**EXTRAIT À LIRE:**
════════════════════

Ma première rencontre avec l’hiver canadien
Par Elamin Abdelmahmoud
J’avais 12 ans en 2000 quand j’ai quitté mon pays, le Soudan, pour le Canada. C’était en juillet et le mercure avait largement dépassé les 20°C à l’aéroport Pearson de Toronto où on venait de se poser. Pour moi, il faisait un froid de canard.
Je m’étais préparé mentalement au froid canadien. Je ne m’attendais pas à ce qu’il fasse aussi glacial en juillet et j’ignorais tout du «refroidissement éolien». Que le vent puisse jouer un rôle dans la vitesse avec laquelle l’organisme perd sa chaleur n’était mentionné dans aucune brochure sur l’immigration au Canada. Heureusement, mon père vivait au pays depuis quatre ans et il m’avait initié à la notion de chauffage. Je lui ai demandé de l’allumer dans la voiture qui nous emmenait sur la 401 vers ma nouvelle maison.
Je n’ai cessé d’apprendre au cours des mois qui ont précédé l’hiver. Et toutes ces leçons me préparaient au grand moment.
J’étais en classe d’anglais en secondaire II quand il est arrivé. On lisait Sa Majesté des mouches et j’essayais de démêler ce que manigançaient Jack et Ralph dans le roman quand, troublé par les exclamations joyeuses de mes camarades, j’ai regardé par la fenêtre. Et je l’ai vue: ma première neige.

════════════════════

**DONNÉES FOURNIES:**
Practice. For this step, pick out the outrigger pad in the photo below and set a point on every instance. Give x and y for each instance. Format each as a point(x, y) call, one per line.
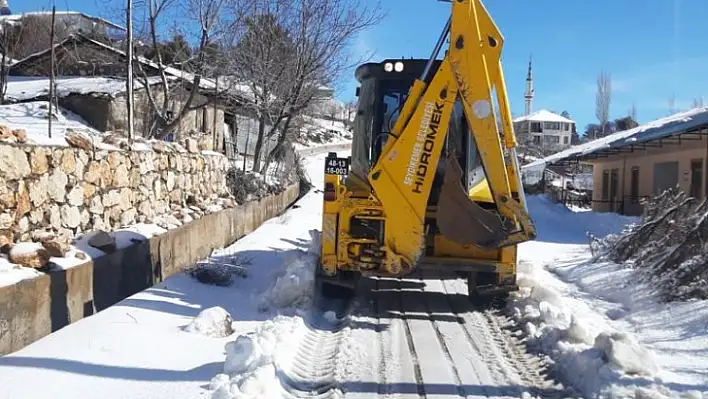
point(461, 219)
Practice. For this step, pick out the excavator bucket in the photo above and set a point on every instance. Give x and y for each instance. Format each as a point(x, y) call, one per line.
point(462, 220)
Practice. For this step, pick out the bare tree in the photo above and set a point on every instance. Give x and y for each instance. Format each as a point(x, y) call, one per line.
point(603, 97)
point(301, 45)
point(672, 104)
point(175, 96)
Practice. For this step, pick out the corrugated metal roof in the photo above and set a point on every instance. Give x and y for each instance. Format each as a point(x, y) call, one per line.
point(660, 128)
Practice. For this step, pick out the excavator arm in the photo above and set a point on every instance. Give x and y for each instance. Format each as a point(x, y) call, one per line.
point(402, 177)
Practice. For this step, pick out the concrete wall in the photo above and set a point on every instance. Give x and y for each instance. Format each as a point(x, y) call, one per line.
point(34, 308)
point(644, 161)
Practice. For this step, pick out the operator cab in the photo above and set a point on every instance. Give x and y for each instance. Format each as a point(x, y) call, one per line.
point(382, 93)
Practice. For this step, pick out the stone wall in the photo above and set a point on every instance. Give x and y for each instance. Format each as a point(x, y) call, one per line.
point(70, 190)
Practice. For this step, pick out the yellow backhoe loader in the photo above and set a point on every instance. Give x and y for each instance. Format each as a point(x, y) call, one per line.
point(432, 181)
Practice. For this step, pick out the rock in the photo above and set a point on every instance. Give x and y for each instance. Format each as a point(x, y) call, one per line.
point(111, 198)
point(161, 146)
point(7, 197)
point(134, 178)
point(43, 235)
point(5, 132)
point(23, 205)
point(68, 161)
point(98, 223)
point(157, 189)
point(79, 169)
point(96, 206)
point(5, 237)
point(145, 208)
point(56, 186)
point(56, 248)
point(29, 254)
point(13, 163)
point(106, 174)
point(39, 164)
point(120, 177)
point(128, 217)
point(112, 215)
point(23, 225)
point(85, 218)
point(70, 216)
point(36, 216)
point(20, 135)
point(7, 220)
point(170, 181)
point(93, 172)
point(76, 196)
point(55, 216)
point(89, 190)
point(79, 140)
point(176, 196)
point(126, 199)
point(39, 190)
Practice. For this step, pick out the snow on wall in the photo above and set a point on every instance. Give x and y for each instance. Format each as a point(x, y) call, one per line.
point(70, 190)
point(673, 124)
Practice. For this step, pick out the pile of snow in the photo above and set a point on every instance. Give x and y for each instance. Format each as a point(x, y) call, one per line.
point(249, 186)
point(33, 117)
point(212, 322)
point(548, 215)
point(668, 249)
point(603, 331)
point(250, 369)
point(293, 286)
point(319, 131)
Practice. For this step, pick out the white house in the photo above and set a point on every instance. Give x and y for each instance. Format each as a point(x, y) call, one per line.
point(546, 129)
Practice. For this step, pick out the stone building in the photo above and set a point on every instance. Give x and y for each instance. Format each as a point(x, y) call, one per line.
point(91, 84)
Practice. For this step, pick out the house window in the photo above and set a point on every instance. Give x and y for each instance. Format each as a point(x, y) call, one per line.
point(605, 184)
point(696, 177)
point(551, 125)
point(665, 176)
point(614, 183)
point(634, 183)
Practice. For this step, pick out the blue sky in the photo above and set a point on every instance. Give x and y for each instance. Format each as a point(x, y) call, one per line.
point(653, 49)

════════════════════

**CONSIGNES:**
**a.** Réécrivez en liste JSON de chaînes les entrées allant de la ligne contenant « Practice. For this step, pick out the rock » à la ligne contenant « point(39, 190) », avec une chaîne par ligne et sans les lignes vides.
**b.** Prolongez l'extrait sur le premier hiver au Canada à partir de sa dernière phrase.
L'extrait sur le premier hiver au Canada n'a aucun lien avec les entrées.

**RÉSULTATS OBTENUS:**
**a.**
[
  "Practice. For this step, pick out the rock in the photo above and set a point on every instance. Give x and y for each instance. Format each as a point(x, y) call, one per line.",
  "point(111, 198)",
  "point(161, 146)",
  "point(7, 197)",
  "point(134, 178)",
  "point(43, 235)",
  "point(5, 132)",
  "point(23, 205)",
  "point(68, 161)",
  "point(98, 223)",
  "point(157, 189)",
  "point(79, 169)",
  "point(96, 206)",
  "point(5, 237)",
  "point(145, 208)",
  "point(56, 186)",
  "point(56, 248)",
  "point(29, 254)",
  "point(13, 163)",
  "point(106, 174)",
  "point(39, 164)",
  "point(120, 177)",
  "point(128, 217)",
  "point(112, 215)",
  "point(23, 225)",
  "point(85, 218)",
  "point(70, 216)",
  "point(36, 216)",
  "point(20, 135)",
  "point(7, 220)",
  "point(170, 181)",
  "point(93, 172)",
  "point(76, 196)",
  "point(55, 216)",
  "point(89, 190)",
  "point(79, 140)",
  "point(176, 196)",
  "point(126, 199)",
  "point(39, 190)"
]

**b.**
Après un bref épisode de chahut, notre enseignante a voulu ramener l’attention sur le sujet qui nous occupait: les jeunes Britanniques et la bête qui dormait en eux. Pour ma part, je suis resté pétrifié devant ces rafales légères qui tombaient du ciel et fondaient doucement dans la cour de récréation. Je l’avais vue des millions de fois au cinéma et à la télévision, sans vraiment y croire. Mais elle était là: il était donc vrai que dans les nuages les cristaux de glace pouvaient s’assembler et former des flocons de neige qui tomberaient du ciel. Il y avait là quelque chose d’irréel, d’onirique. J’étais bouleversé.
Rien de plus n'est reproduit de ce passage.